**Records excerpted from a collection:**

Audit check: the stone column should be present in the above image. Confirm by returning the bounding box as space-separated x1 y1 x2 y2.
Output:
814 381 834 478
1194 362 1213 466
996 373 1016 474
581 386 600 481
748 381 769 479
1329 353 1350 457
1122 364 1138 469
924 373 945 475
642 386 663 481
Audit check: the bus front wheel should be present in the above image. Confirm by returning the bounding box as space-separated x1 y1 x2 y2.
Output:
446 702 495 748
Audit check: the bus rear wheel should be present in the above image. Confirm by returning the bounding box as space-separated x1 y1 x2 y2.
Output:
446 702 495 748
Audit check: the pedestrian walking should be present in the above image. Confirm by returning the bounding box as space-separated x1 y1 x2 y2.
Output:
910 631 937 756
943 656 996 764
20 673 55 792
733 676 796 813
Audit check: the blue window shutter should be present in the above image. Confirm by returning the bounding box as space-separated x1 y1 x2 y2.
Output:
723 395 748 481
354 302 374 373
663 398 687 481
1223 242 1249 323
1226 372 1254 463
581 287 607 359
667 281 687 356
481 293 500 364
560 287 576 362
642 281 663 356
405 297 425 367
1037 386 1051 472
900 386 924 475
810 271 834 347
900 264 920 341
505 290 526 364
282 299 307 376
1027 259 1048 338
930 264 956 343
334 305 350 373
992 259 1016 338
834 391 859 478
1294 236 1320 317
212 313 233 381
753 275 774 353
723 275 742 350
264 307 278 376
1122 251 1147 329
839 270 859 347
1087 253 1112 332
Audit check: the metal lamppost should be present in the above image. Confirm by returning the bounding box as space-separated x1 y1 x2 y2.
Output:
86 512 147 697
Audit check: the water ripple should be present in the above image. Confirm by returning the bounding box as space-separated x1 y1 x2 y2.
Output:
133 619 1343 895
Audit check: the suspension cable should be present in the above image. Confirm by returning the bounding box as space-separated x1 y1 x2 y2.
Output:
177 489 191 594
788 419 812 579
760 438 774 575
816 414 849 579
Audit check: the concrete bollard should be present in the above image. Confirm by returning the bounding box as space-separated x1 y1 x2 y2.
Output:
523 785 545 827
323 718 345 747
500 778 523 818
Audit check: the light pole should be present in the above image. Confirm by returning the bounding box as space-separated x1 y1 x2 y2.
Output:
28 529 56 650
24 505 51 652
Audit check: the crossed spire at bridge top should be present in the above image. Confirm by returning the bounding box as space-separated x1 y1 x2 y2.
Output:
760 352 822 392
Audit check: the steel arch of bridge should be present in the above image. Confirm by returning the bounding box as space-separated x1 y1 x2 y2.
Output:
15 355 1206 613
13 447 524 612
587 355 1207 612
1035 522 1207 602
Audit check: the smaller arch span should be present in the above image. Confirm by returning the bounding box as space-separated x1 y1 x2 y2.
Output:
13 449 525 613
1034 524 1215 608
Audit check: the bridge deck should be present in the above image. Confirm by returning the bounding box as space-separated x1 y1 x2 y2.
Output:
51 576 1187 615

**PROBLEM DETAILS:**
Convert the lines of the records above, starting at the line containing "Audit check: the crossed" and ending at the final line, into a Markdown table with the columns "Row" and "Entry", omitting any blank lines.

**RESPONSE FOR THIS EXERCISE:**
| Row | Entry |
|---|---|
| 1 | Audit check: the crossed spire at bridge top should be present in the above image. Confirm by returning the bounding box as space-separated x1 y1 x2 y2. |
| 2 | Output: |
| 3 | 760 352 822 392 |
| 4 | Audit check: the steel arch of bridge should be present in the above image. Confirm by returning the bounding box as space-separated x1 y1 x2 y2. |
| 5 | Output: |
| 6 | 15 355 1206 613 |
| 7 | 13 447 524 612 |
| 8 | 587 355 1207 612 |
| 9 | 1035 522 1207 602 |
| 10 | Audit check: the smaller arch span should be present in the above image. Confirm by returning the bounding box as space-separated x1 y1 x2 y2. |
| 11 | Output: |
| 12 | 13 449 525 613 |
| 13 | 1034 524 1215 608 |
| 14 | Audit check: the bridge deck should be present in the above image. Confirm by returning the bounding box as space-separated x1 y1 x2 y2. |
| 15 | Output: |
| 16 | 51 576 1187 615 |